Verilen Alıştırma: Aşağıdaki malzemede "mouth" kelimesinin geçtiği bütün satırları bulun ve her birini kopyalayın.

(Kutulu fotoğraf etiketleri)

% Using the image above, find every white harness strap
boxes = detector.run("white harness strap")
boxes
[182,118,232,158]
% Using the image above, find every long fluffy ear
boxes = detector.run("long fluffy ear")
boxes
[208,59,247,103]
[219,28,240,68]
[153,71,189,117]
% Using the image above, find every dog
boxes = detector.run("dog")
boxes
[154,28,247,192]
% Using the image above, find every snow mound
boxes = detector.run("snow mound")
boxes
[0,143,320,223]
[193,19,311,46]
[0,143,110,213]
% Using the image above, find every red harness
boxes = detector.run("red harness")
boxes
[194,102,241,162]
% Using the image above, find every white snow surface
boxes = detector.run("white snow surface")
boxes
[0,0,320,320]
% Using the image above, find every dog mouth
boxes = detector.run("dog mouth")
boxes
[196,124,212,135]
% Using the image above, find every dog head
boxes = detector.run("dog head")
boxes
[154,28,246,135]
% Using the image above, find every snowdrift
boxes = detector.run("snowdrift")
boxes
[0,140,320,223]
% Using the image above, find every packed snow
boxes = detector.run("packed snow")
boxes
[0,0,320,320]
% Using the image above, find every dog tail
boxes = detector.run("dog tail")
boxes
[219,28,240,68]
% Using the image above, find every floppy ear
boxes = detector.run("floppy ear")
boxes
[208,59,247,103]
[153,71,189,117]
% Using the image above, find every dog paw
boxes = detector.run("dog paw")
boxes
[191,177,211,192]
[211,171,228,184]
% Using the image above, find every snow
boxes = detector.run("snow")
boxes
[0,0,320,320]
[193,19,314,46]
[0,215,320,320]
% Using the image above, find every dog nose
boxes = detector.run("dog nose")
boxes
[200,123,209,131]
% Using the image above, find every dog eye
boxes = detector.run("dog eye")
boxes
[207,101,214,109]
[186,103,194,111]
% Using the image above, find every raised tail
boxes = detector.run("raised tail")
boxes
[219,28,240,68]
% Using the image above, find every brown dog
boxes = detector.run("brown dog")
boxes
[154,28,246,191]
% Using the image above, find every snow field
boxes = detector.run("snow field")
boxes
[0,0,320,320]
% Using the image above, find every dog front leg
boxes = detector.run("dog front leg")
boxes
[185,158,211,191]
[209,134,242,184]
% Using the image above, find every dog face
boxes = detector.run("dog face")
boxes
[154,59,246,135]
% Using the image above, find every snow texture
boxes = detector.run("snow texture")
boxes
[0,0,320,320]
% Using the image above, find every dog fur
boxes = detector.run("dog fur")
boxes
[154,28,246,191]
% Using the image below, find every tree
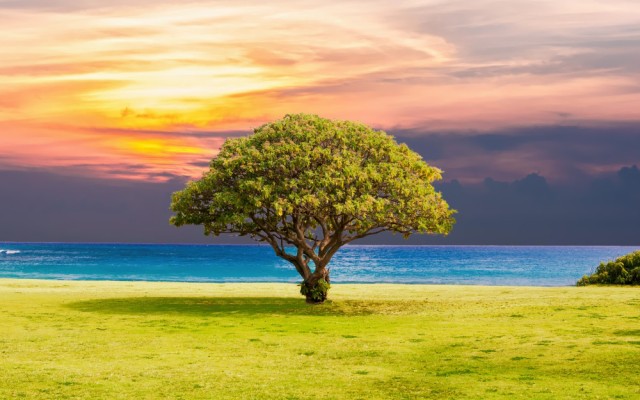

Tamamlanan Alıştırma:
% Using the image above, find every dog mouth
boxes = detector.run("dog mouth")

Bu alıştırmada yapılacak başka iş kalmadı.